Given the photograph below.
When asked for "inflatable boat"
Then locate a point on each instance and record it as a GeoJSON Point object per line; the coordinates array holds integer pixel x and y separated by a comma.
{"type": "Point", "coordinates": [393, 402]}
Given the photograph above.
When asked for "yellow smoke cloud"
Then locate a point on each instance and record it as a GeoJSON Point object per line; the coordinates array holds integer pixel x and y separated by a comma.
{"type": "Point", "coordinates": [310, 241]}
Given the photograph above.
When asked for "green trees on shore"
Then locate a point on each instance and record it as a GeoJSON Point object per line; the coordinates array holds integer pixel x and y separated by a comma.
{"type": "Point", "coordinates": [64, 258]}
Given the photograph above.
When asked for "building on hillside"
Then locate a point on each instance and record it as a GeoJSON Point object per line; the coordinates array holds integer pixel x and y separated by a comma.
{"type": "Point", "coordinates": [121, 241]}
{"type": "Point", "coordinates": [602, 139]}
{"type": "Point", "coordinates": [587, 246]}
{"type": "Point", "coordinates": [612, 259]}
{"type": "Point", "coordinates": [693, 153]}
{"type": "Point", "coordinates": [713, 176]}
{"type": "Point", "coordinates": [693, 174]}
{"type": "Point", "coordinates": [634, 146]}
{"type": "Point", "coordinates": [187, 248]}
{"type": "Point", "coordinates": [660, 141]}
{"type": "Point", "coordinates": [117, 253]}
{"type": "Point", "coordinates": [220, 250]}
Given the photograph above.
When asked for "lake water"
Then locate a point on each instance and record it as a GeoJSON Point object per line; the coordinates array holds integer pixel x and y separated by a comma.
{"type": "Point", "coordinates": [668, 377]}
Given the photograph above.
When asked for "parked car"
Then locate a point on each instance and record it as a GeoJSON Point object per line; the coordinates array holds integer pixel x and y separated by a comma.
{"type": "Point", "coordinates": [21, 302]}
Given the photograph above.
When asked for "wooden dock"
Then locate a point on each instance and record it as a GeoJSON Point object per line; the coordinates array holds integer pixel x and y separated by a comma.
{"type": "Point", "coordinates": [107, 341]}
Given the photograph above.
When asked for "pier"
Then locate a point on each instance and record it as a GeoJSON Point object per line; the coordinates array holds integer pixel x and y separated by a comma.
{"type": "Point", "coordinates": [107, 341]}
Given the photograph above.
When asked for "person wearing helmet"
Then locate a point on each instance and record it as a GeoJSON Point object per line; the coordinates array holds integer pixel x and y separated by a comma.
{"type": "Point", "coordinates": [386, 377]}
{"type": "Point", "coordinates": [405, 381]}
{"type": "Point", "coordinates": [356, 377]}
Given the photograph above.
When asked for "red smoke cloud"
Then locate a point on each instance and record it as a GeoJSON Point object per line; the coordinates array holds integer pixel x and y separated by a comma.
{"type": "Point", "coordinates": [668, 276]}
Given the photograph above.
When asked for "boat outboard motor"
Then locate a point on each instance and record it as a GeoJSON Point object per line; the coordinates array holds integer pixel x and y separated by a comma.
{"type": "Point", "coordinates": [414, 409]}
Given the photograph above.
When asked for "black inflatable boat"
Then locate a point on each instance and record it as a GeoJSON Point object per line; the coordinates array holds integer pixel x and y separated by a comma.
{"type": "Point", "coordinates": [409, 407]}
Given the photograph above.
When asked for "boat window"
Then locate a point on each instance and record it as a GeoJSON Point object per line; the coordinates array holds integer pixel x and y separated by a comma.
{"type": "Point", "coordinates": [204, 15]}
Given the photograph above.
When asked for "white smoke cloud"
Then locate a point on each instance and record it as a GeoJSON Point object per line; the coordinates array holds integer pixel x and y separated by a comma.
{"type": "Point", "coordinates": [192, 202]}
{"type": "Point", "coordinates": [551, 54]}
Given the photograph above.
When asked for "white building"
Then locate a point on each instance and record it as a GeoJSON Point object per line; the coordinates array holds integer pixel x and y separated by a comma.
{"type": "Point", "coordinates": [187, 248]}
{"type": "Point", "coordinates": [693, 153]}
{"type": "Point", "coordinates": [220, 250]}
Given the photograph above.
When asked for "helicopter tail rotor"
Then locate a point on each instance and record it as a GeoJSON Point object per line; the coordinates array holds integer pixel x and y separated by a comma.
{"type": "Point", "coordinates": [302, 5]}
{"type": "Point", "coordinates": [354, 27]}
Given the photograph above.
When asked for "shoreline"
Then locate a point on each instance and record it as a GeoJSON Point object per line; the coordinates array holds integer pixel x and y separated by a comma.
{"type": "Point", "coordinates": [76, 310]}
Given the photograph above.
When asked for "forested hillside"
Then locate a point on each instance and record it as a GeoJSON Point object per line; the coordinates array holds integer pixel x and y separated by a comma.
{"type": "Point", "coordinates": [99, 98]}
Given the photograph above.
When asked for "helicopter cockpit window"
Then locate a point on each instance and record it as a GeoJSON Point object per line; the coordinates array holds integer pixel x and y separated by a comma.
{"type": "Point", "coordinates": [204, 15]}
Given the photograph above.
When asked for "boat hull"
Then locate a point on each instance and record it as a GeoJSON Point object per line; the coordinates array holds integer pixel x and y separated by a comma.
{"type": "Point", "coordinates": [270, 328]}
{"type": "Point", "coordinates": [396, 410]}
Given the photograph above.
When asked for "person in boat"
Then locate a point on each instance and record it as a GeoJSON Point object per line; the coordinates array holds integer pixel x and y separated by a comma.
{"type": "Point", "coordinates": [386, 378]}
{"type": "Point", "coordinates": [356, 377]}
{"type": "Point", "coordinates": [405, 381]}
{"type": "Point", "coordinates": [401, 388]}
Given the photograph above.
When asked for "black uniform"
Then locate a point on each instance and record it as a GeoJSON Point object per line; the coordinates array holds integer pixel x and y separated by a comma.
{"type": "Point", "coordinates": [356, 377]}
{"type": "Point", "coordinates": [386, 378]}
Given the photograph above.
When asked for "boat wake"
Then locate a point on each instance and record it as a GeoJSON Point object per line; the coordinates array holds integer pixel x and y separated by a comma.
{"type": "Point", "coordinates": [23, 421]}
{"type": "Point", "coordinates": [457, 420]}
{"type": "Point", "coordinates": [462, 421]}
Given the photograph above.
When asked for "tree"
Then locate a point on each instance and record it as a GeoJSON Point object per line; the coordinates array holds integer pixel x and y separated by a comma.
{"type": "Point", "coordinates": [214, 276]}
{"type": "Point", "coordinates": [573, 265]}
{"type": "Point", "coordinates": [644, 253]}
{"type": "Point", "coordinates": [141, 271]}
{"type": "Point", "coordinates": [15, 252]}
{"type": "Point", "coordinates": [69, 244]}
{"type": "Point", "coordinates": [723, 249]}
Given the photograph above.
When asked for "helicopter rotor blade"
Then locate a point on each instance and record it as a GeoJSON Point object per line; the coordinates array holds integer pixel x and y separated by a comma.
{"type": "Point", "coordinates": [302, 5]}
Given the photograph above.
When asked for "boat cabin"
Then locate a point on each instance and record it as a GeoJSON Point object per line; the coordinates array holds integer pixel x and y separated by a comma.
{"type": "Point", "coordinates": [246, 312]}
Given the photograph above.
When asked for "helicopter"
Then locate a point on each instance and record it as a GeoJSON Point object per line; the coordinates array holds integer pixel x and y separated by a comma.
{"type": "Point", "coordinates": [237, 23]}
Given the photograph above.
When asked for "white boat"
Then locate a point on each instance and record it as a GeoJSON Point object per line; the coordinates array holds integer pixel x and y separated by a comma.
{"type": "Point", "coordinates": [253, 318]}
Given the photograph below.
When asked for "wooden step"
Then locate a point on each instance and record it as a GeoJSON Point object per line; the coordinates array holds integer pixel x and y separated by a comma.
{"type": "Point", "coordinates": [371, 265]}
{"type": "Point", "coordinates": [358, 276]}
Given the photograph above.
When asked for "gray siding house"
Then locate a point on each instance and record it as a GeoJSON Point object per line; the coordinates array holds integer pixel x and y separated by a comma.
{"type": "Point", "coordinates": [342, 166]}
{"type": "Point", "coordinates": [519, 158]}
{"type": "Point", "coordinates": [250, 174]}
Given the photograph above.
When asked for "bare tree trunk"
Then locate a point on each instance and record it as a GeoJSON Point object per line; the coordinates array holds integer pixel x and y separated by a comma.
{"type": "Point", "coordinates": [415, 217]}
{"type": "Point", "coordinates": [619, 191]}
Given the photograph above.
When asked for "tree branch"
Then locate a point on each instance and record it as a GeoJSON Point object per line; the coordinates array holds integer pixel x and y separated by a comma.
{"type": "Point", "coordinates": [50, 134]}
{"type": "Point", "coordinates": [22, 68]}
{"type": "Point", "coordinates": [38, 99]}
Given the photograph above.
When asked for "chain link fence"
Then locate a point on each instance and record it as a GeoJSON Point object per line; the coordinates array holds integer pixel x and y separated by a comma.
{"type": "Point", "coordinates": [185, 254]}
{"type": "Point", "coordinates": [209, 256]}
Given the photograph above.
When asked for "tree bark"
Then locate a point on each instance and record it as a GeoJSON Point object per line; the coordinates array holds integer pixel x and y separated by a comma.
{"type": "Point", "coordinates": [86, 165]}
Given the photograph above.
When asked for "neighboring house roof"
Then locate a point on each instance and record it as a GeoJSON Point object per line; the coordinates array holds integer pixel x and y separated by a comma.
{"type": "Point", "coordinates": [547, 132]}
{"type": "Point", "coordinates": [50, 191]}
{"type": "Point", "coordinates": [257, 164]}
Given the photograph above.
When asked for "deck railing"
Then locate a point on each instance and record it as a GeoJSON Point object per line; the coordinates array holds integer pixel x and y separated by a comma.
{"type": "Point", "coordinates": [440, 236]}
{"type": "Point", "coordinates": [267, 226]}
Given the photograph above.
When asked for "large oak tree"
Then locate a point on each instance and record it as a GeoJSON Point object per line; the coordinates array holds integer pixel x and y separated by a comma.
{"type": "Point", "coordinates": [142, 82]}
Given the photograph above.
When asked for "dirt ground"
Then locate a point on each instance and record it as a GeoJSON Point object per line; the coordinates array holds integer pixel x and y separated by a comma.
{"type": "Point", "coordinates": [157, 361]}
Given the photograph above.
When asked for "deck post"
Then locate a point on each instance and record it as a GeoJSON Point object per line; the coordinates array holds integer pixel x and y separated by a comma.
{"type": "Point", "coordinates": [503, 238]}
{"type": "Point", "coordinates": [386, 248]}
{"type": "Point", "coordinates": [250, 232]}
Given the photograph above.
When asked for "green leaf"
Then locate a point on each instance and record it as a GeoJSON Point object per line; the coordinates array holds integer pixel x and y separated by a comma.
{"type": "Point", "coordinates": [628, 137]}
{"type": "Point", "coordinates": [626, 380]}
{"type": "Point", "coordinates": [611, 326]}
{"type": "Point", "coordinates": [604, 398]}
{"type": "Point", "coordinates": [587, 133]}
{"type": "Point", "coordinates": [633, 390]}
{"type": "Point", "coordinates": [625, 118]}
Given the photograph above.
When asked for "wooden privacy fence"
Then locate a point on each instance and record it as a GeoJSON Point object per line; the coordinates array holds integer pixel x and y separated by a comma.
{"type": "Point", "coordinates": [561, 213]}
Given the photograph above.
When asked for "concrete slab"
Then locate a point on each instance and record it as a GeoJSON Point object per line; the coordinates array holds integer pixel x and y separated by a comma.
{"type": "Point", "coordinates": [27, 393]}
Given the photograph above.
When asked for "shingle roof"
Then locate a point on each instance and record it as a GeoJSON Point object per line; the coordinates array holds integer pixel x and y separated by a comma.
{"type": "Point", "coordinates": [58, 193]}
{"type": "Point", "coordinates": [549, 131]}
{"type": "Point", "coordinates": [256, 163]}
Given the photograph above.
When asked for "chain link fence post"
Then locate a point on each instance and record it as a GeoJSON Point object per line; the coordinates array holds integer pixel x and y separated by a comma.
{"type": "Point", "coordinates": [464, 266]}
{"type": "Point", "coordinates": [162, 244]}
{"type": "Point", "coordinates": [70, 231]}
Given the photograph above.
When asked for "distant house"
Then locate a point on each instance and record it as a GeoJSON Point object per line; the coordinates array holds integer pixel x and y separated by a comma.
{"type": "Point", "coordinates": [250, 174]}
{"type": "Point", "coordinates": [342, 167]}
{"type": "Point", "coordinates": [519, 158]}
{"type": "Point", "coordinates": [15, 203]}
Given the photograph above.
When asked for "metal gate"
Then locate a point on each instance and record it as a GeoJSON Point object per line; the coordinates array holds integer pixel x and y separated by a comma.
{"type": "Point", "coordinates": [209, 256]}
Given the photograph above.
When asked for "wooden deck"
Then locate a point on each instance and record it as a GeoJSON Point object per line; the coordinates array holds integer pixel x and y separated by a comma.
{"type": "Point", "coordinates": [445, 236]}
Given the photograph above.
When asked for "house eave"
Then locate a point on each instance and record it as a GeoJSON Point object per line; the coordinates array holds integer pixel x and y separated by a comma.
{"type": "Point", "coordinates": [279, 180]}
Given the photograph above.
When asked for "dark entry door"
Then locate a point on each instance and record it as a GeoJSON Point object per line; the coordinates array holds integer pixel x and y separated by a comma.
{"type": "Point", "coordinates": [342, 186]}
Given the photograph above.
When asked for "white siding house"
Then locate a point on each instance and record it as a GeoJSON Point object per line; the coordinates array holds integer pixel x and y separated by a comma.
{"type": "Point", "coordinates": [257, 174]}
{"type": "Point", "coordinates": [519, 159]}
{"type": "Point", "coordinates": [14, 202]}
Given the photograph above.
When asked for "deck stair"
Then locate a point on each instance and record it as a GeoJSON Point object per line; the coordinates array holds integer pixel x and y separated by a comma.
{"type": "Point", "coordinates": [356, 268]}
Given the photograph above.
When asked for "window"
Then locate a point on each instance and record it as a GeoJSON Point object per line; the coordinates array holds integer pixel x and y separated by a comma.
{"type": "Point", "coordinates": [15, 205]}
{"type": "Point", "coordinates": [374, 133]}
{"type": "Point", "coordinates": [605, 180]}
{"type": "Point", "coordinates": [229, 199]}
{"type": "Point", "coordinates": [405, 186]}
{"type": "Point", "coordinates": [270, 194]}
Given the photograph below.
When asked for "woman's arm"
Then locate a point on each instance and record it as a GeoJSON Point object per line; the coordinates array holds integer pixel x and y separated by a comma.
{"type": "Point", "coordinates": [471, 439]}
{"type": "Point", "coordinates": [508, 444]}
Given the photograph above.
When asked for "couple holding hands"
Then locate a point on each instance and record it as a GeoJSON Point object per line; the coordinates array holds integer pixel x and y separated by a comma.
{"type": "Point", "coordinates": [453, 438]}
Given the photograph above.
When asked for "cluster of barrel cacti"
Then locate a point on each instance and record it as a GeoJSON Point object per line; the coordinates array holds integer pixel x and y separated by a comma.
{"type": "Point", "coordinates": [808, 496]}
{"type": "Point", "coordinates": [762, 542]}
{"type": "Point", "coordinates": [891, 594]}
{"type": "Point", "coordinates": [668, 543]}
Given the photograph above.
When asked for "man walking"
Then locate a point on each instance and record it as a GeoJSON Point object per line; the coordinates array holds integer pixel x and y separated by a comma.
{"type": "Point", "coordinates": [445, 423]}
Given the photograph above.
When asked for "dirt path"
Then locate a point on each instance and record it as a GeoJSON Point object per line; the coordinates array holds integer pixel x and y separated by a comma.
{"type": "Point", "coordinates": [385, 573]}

.....

**Set exercise:** Find every line in the listing above that contains the word "smoke" and copy each one, treating uppercase and lowercase letters as different.

**Exercise solution:**
When asked for "yellow smoke cloud"
When asked for "red smoke cloud"
When asked for "white smoke cloud"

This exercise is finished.